(RECORDS FOR THE TASK)

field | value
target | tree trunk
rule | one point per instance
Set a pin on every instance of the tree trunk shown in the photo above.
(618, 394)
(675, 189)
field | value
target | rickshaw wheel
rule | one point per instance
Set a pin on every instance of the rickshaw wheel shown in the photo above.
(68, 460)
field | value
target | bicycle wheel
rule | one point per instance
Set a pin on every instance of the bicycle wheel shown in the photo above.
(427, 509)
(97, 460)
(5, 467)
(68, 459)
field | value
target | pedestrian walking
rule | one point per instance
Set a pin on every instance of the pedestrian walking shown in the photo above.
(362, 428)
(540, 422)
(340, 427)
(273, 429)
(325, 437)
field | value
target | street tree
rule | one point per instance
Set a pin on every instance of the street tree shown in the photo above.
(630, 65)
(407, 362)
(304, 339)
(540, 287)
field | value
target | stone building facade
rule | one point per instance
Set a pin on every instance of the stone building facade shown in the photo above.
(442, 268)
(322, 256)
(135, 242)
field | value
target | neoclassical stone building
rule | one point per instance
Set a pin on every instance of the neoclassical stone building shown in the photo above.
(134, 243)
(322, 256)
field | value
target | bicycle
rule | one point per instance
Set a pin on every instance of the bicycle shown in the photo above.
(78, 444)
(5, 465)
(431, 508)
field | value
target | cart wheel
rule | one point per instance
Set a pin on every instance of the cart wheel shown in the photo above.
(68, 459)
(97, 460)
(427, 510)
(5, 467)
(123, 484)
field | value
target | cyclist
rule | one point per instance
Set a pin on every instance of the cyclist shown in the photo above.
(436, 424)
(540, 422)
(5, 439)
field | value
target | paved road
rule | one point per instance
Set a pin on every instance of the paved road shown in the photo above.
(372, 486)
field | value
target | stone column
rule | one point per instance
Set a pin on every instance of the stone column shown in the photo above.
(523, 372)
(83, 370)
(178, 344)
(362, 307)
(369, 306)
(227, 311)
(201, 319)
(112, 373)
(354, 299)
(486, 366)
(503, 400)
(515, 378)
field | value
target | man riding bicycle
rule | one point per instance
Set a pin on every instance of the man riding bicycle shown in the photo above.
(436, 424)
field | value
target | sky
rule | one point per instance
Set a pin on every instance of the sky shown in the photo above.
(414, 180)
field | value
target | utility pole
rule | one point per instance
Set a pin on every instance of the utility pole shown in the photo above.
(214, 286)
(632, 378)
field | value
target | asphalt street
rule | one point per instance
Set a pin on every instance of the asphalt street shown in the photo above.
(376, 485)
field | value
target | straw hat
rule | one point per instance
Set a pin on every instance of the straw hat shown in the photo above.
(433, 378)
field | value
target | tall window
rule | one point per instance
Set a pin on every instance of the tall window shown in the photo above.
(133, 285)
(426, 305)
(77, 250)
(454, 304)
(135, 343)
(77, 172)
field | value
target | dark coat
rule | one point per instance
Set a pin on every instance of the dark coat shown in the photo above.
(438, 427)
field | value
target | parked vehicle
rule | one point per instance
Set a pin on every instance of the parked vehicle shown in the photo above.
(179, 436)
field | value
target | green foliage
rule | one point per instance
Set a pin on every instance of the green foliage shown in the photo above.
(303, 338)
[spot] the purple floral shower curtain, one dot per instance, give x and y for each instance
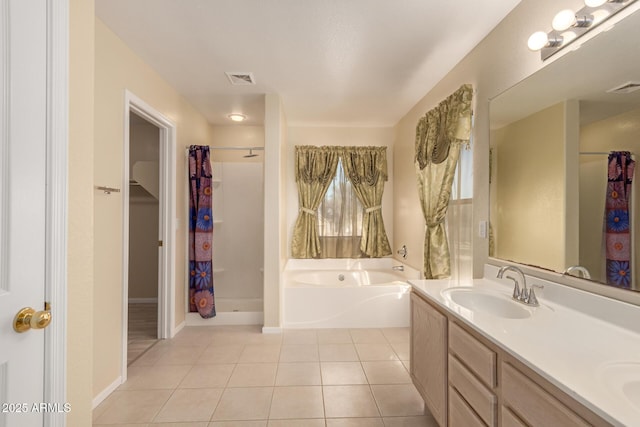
(201, 298)
(617, 229)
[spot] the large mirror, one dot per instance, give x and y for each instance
(552, 138)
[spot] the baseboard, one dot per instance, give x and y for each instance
(178, 328)
(226, 318)
(106, 392)
(143, 300)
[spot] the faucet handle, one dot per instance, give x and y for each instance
(531, 298)
(516, 288)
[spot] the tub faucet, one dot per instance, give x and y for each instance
(521, 295)
(578, 271)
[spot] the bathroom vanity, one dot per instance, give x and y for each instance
(480, 359)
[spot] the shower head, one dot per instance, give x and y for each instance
(250, 154)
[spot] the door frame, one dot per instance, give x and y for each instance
(167, 215)
(57, 134)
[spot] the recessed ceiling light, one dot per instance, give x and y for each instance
(237, 117)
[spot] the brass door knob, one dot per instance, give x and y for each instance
(28, 318)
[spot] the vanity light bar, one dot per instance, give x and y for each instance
(569, 26)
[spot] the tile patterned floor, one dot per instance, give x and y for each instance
(142, 329)
(236, 376)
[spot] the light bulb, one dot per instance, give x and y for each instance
(538, 40)
(237, 117)
(563, 20)
(594, 3)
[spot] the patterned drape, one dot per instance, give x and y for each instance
(201, 297)
(617, 225)
(439, 134)
(315, 167)
(366, 168)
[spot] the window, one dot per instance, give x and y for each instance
(340, 219)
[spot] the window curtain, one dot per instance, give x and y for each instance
(315, 167)
(617, 224)
(366, 168)
(439, 135)
(340, 219)
(201, 293)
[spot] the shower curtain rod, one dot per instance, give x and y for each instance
(598, 153)
(233, 148)
(236, 148)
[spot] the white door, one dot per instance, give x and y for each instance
(23, 72)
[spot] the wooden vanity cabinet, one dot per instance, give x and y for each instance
(467, 381)
(429, 356)
(472, 373)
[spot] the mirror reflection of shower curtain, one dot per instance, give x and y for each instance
(618, 219)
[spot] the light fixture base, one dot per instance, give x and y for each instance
(585, 22)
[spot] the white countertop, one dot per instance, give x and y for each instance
(569, 346)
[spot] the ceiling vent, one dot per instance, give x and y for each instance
(240, 78)
(627, 87)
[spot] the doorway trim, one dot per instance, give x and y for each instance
(167, 215)
(57, 135)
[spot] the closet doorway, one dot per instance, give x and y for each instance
(148, 304)
(144, 216)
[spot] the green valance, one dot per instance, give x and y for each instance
(449, 123)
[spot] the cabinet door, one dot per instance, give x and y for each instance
(533, 404)
(429, 356)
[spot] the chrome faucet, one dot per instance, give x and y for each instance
(579, 271)
(525, 295)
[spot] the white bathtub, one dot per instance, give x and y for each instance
(334, 293)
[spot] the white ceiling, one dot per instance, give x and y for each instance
(333, 62)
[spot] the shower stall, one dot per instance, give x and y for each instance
(238, 236)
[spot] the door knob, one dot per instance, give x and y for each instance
(28, 318)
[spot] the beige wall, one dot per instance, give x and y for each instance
(528, 221)
(619, 133)
(275, 159)
(236, 136)
(117, 69)
(80, 236)
(497, 63)
(340, 136)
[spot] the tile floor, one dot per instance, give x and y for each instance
(237, 376)
(142, 329)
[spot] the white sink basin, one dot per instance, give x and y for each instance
(623, 379)
(487, 302)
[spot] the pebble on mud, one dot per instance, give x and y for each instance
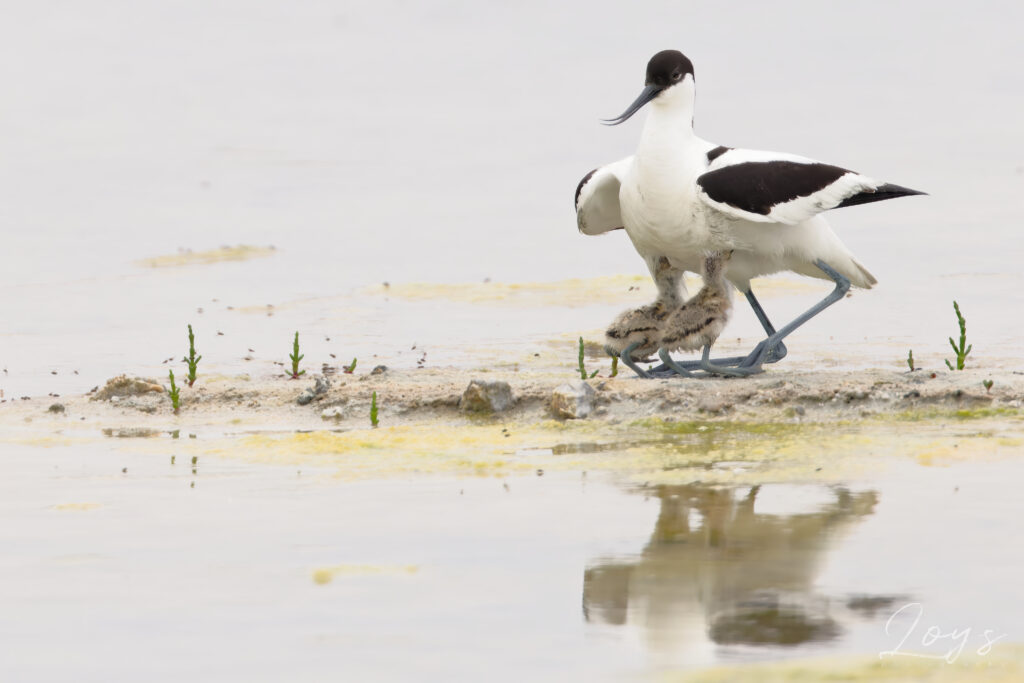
(572, 400)
(123, 386)
(322, 386)
(335, 413)
(482, 396)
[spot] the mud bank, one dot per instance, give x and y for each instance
(412, 396)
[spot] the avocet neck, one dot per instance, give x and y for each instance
(669, 151)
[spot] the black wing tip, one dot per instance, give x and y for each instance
(583, 182)
(898, 190)
(882, 193)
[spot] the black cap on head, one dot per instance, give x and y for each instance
(664, 71)
(668, 68)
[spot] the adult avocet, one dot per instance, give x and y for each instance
(680, 197)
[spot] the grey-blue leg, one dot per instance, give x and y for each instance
(627, 357)
(763, 350)
(774, 354)
(676, 367)
(777, 352)
(715, 369)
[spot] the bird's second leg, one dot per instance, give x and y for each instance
(767, 348)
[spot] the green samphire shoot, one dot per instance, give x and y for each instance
(964, 349)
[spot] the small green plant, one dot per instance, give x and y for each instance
(192, 358)
(964, 349)
(174, 393)
(296, 356)
(583, 369)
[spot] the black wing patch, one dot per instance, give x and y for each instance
(717, 152)
(759, 186)
(886, 191)
(580, 186)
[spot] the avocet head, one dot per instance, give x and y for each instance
(669, 72)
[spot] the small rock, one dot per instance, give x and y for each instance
(321, 386)
(336, 413)
(572, 400)
(713, 404)
(122, 386)
(482, 396)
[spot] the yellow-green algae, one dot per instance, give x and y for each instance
(324, 575)
(240, 253)
(1005, 664)
(651, 451)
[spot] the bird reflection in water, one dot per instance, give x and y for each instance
(716, 568)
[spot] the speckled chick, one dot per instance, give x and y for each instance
(698, 322)
(646, 325)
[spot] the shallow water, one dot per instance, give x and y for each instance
(259, 570)
(419, 144)
(393, 141)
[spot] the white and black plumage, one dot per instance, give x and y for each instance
(680, 197)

(End RECORDS FOR THE TASK)

**WHAT YOU SHOULD DO**
One line contains "[spot] the bird reflection". Return that line and every later line through the end of the listing above, exactly, and nothing else.

**OUTPUT FOR THIS TASK**
[spot] the bird reflection in water, one dot per instance, give x and y for each instance
(716, 568)
[spot] the speckled chick, one dot per instance, give x and y for each instance
(698, 322)
(646, 325)
[spot] the shallow water, one dot per instance, give x and y for each instance
(259, 570)
(419, 144)
(393, 141)
[spot] the white and black plumage, one dot per instance, give x and y for each instance
(680, 197)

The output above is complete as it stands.